■ Vorliegender Text
※
# Problem mit BW-Nässeschutzjacke



## angelndes_sofa (18. März 2007)

Hallo Leute,

ich habe Probleme mit meiner Nässeschutzjacke.Trotz intensiver Imprägnierung weichen immer die Arme der Jacke und die Kapuze durch.Nur die Arme und Kapuze ! Der Rest hält gut trocken.Kennt wer das Phänomen und kennt eine Lösung ? Jacke ist gebraucht gekauft und in gutem optischen Zustand.Kann keine schäden oder sowas an den undichten stellen feststellen.wasser dringt immer wieder durch #q 


ich hoffe jemand weiß rat


----------



## danny877 (18. März 2007)

*AW: Problem mit BW-Nässeschutzjacke*

Ich habe mir letzten Herbst auch einen gebrauchten BW-Nässeschutzanzug bei eb... gekauft. Ähnlich wie bei Dir dringt bei längerem Regen an der Mütze und an den Unterarmen Wasser ein. Ich habe damals direkt die Firma Goretex angerufen und gefragt was ich tun kann. Sie meinten impregnieren bringt  bei Goretex nicht sehr viel. Ich solle doch mal das Teil bügeln damit evtl. die Goretex-Membranen wieder aktiviert werden. Hat aber nicht geholfen. Ansonsten meinten die ab einem gewissen alter (ca. 10 Jahre) gehen die Membranen kapput. Ich solle mir doch einen neuen besorgen.


----------



## angelndes_sofa (18. März 2007)

*AW: Problem mit BW-Nässeschutzjacke*

so ein mist ! neu kaufen ? die dinger kosten ein vermögen wenn die neu sind #q


----------



## angelndes_sofa (18. März 2007)

*AW: Problem mit BW-Nässeschutzjacke*

Aber es muss doch noch irgendne andere lösung geben um das zu dichten #c


----------



## danny877 (18. März 2007)
※
■ Datensatzeinträge
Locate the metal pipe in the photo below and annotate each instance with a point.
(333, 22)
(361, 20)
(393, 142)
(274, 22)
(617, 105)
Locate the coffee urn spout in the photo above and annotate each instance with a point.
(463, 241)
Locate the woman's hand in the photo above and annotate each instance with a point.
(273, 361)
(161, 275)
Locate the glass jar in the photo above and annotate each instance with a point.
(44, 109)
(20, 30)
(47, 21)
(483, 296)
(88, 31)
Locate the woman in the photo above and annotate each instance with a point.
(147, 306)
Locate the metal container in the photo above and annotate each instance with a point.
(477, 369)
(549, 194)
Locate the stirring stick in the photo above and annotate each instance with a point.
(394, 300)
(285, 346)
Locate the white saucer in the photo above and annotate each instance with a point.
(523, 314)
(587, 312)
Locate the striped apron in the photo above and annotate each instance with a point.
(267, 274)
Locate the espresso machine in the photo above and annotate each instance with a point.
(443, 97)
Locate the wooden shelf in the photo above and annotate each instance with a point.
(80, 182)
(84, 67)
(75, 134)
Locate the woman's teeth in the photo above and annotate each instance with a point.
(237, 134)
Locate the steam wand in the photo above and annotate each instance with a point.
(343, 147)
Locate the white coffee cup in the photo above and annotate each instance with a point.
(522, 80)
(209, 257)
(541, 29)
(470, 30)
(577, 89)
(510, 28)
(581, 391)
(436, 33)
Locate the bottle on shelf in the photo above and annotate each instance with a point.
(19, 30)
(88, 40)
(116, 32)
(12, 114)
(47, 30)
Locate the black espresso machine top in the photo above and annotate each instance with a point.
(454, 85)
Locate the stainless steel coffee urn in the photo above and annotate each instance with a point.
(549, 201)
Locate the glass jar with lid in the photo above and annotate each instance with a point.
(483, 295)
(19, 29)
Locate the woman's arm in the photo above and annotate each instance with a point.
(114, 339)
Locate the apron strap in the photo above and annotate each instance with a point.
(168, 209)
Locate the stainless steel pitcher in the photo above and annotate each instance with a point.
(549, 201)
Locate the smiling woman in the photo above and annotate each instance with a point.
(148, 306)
※
■ Gestellte Aufgabe A
Was sollte man laut dem Text über die BW-Nässeschutzjacke nach Auskunft der Firma Goretex tun, damit die Membranen eventuell wieder aktiviert werden?
■ Gestellte Aufgabe B
Schreib aus dem Text über die BW-Nässeschutzjacke genau ab, was mit den Worten „Ich habe mir“ beginnt und nach „einen neuen besorgen.“ endet.

■ Vollständige Antwort A
Das Teil bügeln.

■ Vollständige Antwort B
Ich habe mir letzten Herbst auch einen gebrauchten BW-Nässeschutzanzug bei eb... gekauft. Ähnlich wie bei Dir dringt bei längerem Regen an der Mütze und an den Unterarmen Wasser ein. Ich habe damals direkt die Firma Goretex angerufen und gefragt was ich tun kann. Sie meinten impregnieren bringt  bei Goretex nicht sehr viel. Ich solle doch mal das Teil bügeln damit evtl. die Goretex-Membranen wieder aktiviert werden. Hat aber nicht geholfen. Ansonsten meinten die ab einem gewissen alter (ca. 10 Jahre) gehen die Membranen kapput. Ich solle mir doch einen neuen besorgen.